> [Exercises]:
**A.** In the OICM inference notebook, rewrite the part that opens with the words containing "for token in" and closes with "token_json = json.loads(json_str)", putting "decoded_line" in place of "decoded_token".
**B.** Carry on the OICM inference notebook from its last sentence.

### OICM Inference for models deployed with: vLLM and TGI
##### ref: https://docs.vllm.ai/en/latest/serving/openai_compatible_server.html

In [7]:
import requests
import json
import os
from openai import OpenAI

In [37]:
api_key = os.getenv('OI_API_KEY') # Your valid api key
model_version_id = os.getenv('OI_MODEL_VERSION_ID') # model version id
oicm_host = ""
# example: https://inference.{oicm_host}/models/{model_version_id}/proxy/vllm/v1
# oicm_host: is the platform url ex: develop.openinnovation.ai

base_url = f"https://inference.{oicm_host}/models/{model_version_id}/proxy/v1"

model_name = "/data/Qwen/Qwen2-VL-2B-Instruct" # HF Model name ex: tiiuae/Falcon3-1B-Instruct
api_key = "dummy"

headers = {
    "Authorization": f"Bearer {api_key}"
}

### Using OpenAI API Client

In [40]:
client = OpenAI(
    base_url=base_url,
    api_key=api_key
)

In [42]:
stream = client.chat.completions.create(
            model=model_name,
            messages=[
                {"role": "system", "content": "You're a helpful assistant"},
                {"role": "user", "content": "what do you know about Egypt?"}
                
            ],
            max_tokens=256,
            temperature=0.7,
            stream=True
        )
        
for chunk in stream:
    if chunk.choices[0].delta.content is not None:
        print(chunk.choices[0].delta.content, end="", flush=True)

APIConnectionError: Connection error.

### Using requests

In [19]:
payload = {
    "messages": [
        {"role": "system", "content": "You're a helpful assistant"},
        {"role": "user", "content": "what do you know about Egypt?"}
    ],
    "max_tokens": 256,
    "temperature": 0.7,
    "model": model_name,
    "stream": True
}

response = requests.post(f"{base_url}/chat/completions", json=payload, headers=headers, stream=True)

for token in response.iter_lines():
    try:
        decoded_token = token.decode("UTF-8")
        json_str = decoded_token[6:]
        token_json = json.loads(json_str)
        new_str = token_json['choices'][0]['delta']['content']
        print(new_str, end="", flush=True)
    except:
        pass

Egypt is a country located in the northeastern corner of Africa, bordered by Libya to the north, Sudan to the east, South Sudan to the south, and Israel and Palestine to the southwest. It is one of the oldest civilizations in the world, with a rich history dating back over 5000 years, and it is famous for its iconic landmarks like the Pyramids of Giza, the Sphinx, and the Nile River.

> [Provided records]:
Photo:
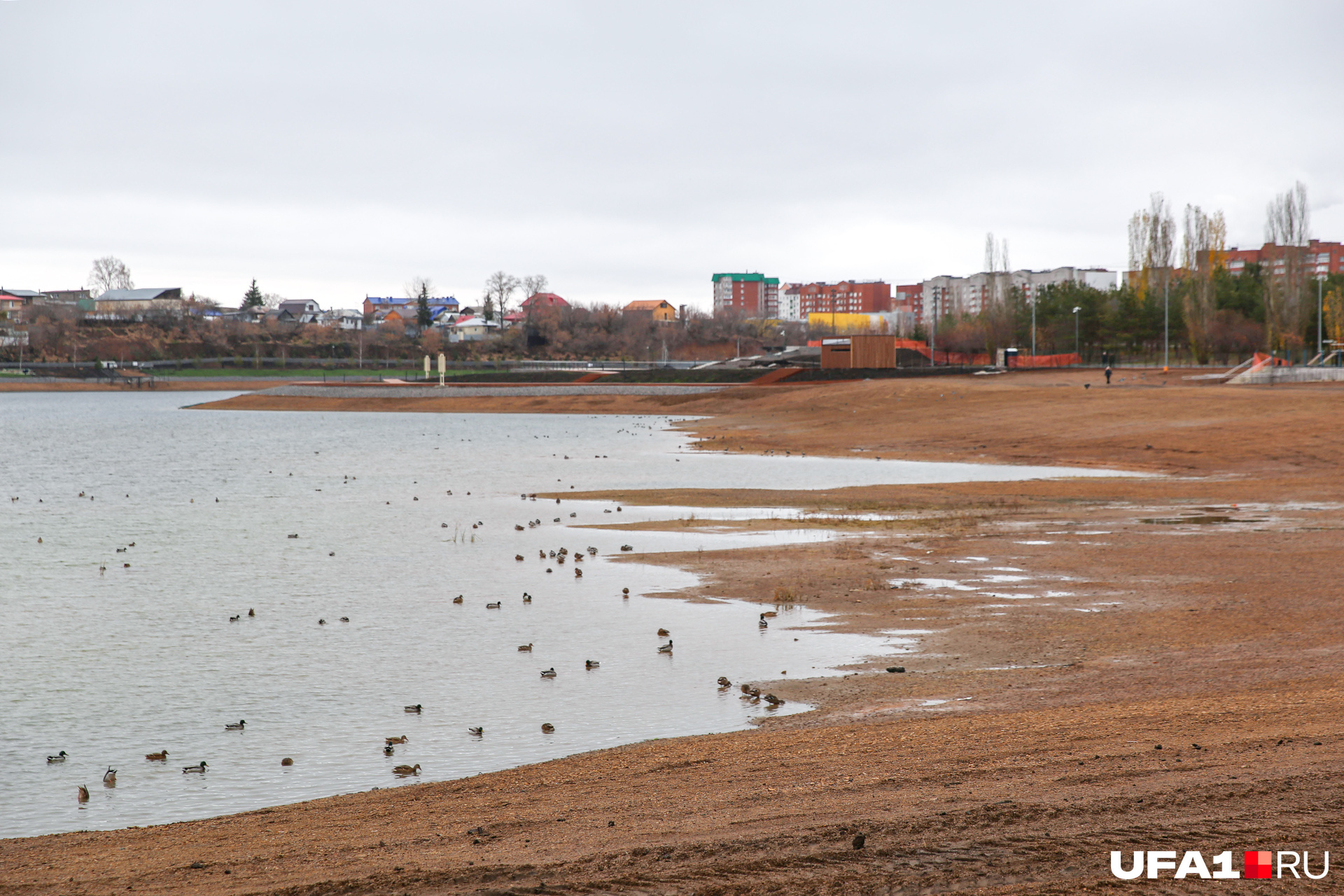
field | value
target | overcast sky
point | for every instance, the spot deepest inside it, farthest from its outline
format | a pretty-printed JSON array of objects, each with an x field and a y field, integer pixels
[{"x": 631, "y": 149}]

> [Responses in order]:
**A.**
for token in response.iter_lines():
    try:
        decoded_line = token.decode("UTF-8")
        json_str = decoded_line[6:]
        token_json = json.loads(json_str)

**B.**
Egypt is located on the east bank of the Nile River, which is the longest river in Africa. The Nile has played a crucial role in the history and development of Egypt, providing fertile soil for agriculture and sustaining the Egyptian civilization.

The country is divided into two main regions: the Nile Valley, which includes the fertile agricultural lands along the river, and the Western Desert, which is arid and rocky.

Egypt is known for its diverse culture and heritage, with a mix of ancient Egyptian traditions and influences from other civilizations over the centuries. It has a robust economy, driven 

### Get the usage data
##### supported by vLLM and TGI
##### input_tokens and completion_tokens

In [78]:
# add {"stream_options": {"include_usage": True}}

payload = {
    "messages": [
        {"role": "system", "content": "You're a helpful assistant"},
        {"role": "user", "content": "what do you know about Egypt?"}
    ],
    "max_tokens": 256,
    "temperature": 0.7,
    "model": model_name,
    "stream": True,
    "stream_options": {
        "include_usage": True
    }
}

# The usage is returned in the last token

response = requests.post(f"{base_url}/chat/completions", json=payload, headers=headers, stream=True)

for token in response.iter_lines():
    try:
        decoded_token = token.decode("UTF-8")
        json_str = decoded_token[6:]
        token_json = json.loads(json_str)
        new_str = token_json['choices'][0]['delta']['content']
        print(new_str, end="", flush=True)
        if "usage" in token_json.keys() and token_json["usage"] is not None:
            print("\n\n")
            print("=" * 100)
            print(token_json)
            print(token_json["usage"])
            print("=" * 100)
    except:
        pass

Egypt is a country located in Northeast Africa, bordered by the Mediterranean Sea to the north, the Red Sea to the east, Sudan to the south, and Libya to the west. It is one of the oldest civilizations in the world, with a rich history stretching back over 5,000 years.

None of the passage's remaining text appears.